# DIRECTIONS FOR THIS TASK
Rename "shelf-audit planogram checker" to "shelf-audit layout checker" everywhere in the lines below, and reproduce them otherwise unchanged.

=== DATA SECTION ===

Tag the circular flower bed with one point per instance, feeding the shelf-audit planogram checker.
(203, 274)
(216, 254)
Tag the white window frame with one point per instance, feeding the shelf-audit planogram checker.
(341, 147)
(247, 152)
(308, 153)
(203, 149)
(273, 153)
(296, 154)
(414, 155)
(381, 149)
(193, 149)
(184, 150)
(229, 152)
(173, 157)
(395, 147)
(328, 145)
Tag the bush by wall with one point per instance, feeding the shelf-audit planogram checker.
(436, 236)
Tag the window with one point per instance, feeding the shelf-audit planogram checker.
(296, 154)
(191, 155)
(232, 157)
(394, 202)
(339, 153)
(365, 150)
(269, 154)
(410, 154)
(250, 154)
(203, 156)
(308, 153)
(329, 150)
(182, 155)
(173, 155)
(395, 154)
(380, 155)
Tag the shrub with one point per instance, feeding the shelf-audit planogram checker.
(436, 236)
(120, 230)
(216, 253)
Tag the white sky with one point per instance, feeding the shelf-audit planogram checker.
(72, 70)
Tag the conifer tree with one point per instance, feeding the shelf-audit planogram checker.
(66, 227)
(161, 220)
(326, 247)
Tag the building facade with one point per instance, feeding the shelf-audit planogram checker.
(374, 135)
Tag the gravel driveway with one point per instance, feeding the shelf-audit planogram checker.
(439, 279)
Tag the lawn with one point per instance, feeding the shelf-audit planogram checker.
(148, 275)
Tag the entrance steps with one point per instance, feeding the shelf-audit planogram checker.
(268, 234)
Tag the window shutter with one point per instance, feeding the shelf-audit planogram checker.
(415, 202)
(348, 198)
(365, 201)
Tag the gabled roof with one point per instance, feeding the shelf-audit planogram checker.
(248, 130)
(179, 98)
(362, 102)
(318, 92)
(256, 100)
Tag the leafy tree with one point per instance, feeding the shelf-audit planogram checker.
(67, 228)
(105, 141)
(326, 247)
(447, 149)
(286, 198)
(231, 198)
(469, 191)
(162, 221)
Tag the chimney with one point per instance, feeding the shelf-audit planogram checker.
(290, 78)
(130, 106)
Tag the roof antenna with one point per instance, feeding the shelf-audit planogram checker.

===

# SOLUTION TO THE EXERCISE
Tag the circular flower bed with one point per instance, feeding the shelf-audit layout checker.
(203, 274)
(216, 254)
Tag the white window frame with one point per instance, feeding the shelf-audit layout checker.
(341, 147)
(247, 152)
(308, 153)
(203, 149)
(273, 153)
(296, 154)
(414, 155)
(381, 149)
(193, 149)
(184, 150)
(229, 152)
(173, 157)
(395, 147)
(328, 145)
Tag the bush by wall with one point per instance, feeding the shelf-audit layout checker.
(436, 236)
Tag the window with one point per instance, feeding the shelf-audit layout checker.
(296, 154)
(191, 155)
(232, 157)
(394, 202)
(339, 153)
(365, 150)
(269, 154)
(410, 154)
(250, 154)
(203, 156)
(308, 153)
(329, 150)
(182, 155)
(173, 155)
(395, 154)
(380, 155)
Tag the shrub with one point per instance, feeding the shelf-audit layout checker.
(436, 236)
(120, 230)
(216, 253)
Tag the white sky with one point per instance, feeding the shelf-audit layout checker.
(72, 70)
Tag the conifer tree with one point per instance, feeding the shelf-audit layout checker.
(66, 227)
(161, 220)
(326, 247)
Tag the building facade with one point per instance, feeding the shelf-audit layout checker.
(374, 135)
Tag the gravel driveway with one point per instance, feeding the shelf-audit layout checker.
(439, 279)
Tag the lawn with one point per instance, feeding the shelf-audit layout checker.
(148, 275)
Tag the entrance steps with one point per instance, feeding the shelf-audit layout checker.
(268, 234)
Tag the window shutter with one point per instance, feeding the shelf-audit layout checker.
(415, 202)
(348, 198)
(365, 201)
Tag the gabled roof with one point per instance, feeding the shelf-audit layout checker.
(248, 130)
(179, 98)
(362, 102)
(318, 92)
(256, 100)
Tag the leafy tree with one point per instance, feeding the shelf-audit layout checker.
(67, 228)
(105, 141)
(326, 247)
(447, 149)
(286, 198)
(231, 198)
(469, 191)
(162, 221)
Tag the chimney with one point per instance, feeding the shelf-audit layout checker.
(290, 78)
(130, 106)
Tag the roof antenna with one point per instance, feeding the shelf-audit layout checker.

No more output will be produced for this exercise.